Exact repetition of the data below is required.

- Opening Delimiter -

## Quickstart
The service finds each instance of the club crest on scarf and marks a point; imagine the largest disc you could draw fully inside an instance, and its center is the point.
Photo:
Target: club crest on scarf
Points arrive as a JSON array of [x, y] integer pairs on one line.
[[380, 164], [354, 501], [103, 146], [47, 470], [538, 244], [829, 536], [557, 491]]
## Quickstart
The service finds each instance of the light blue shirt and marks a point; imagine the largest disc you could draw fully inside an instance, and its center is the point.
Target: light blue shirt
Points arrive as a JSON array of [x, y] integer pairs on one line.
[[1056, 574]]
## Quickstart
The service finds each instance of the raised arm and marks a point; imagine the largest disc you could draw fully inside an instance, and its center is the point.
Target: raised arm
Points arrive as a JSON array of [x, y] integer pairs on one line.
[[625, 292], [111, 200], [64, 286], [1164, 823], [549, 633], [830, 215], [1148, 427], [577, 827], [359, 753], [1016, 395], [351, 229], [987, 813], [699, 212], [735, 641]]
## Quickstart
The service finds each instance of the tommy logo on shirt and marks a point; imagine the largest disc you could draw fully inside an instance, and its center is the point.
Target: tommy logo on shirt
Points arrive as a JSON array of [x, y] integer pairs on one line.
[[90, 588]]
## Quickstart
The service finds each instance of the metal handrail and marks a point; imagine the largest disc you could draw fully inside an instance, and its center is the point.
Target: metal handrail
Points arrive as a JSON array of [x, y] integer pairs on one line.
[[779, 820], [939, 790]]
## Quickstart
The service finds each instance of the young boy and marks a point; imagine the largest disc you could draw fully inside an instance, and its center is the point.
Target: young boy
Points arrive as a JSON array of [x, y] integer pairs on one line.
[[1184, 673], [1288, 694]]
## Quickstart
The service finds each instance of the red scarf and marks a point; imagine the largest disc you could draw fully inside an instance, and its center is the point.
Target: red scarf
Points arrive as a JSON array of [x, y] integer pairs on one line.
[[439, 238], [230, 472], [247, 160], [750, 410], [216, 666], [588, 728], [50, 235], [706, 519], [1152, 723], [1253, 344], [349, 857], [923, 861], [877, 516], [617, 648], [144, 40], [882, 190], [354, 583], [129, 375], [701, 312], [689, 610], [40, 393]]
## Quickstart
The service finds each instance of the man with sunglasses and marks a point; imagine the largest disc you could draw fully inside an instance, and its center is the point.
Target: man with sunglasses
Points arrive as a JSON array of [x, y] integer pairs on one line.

- Closing Delimiter -

■ Exercise result ■
## Quickstart
The service finds each instance of the club crest on scarf and marks a point; imagine the largest disc you could draw fully inside an instance, and its center is the point.
Photo:
Target: club crest on scarf
Points arrive as a JSON array of [x, y] integer pairs on one line.
[[380, 164], [354, 501], [103, 146], [47, 470], [538, 244], [829, 536], [557, 491]]
## Quickstart
The service finds each instance of the light blue shirt and marks a point; imagine the largest disc you could draw fully inside an instance, and its center is the point.
Target: light blue shirt
Points arrive as a JSON array of [x, y] integer pairs on one line.
[[1056, 574]]
## Quickstart
The service finds each instance of the raised arm and marks a point; imagine the largest disc you could draw fully inside an instance, and its center is the point.
Target: raised arm
Points arrive as a JSON array of [x, y] integer pairs on one line.
[[625, 292], [111, 200], [64, 286], [1164, 823], [549, 633], [830, 215], [1148, 427], [577, 827], [359, 753], [1016, 395], [351, 229], [987, 813], [699, 212], [735, 641]]
## Quickstart
The service finds each instance of the tommy logo on shirt and marks a point; imagine the largest disc you could draw fully inside an instance, and its center is the point.
Target: tommy logo on shirt
Points arrive as a JSON array of [x, y] integer pairs on one line.
[[90, 588]]
## Quickstart
The service finds each instance of the metal handrail and marks a point; imagine the largest disc you could draw fully inside an instance, and its center is the point.
Target: metal handrail
Points arrive as a JSON array of [x, y] integer pairs on one line.
[[779, 820], [939, 790]]
## Quickstart
The service finds each instance of the young boy and marks a point; imagine the largest disc you could draw fully inside an instance, and its center is the point.
Target: young boy
Points arrive as a JSON array of [x, y] integer pairs on one line.
[[1184, 673], [1288, 694]]
## Quickstart
The service finds each instance of the red scarf and marks a point; imagine the largest disc you could draw fully inside an instance, and its center is the point.
Target: red scarf
Points arrive as a JSON array of [x, y] integer pairs on one line.
[[439, 238], [230, 472], [247, 160], [750, 410], [216, 666], [588, 728], [50, 235], [706, 519], [1152, 723], [1253, 344], [349, 857], [923, 861], [877, 516], [617, 648], [144, 40], [882, 190], [354, 583], [129, 375], [701, 312], [689, 610], [40, 393]]
## Quickstart
The service finds each instance of the man with sunglasses and marks a point; imagine the largest disc you could draw fully inside an instance, and its center is the point.
Target: man with sunglasses
Points arrive as a JSON array of [x, y] integer pairs on one line.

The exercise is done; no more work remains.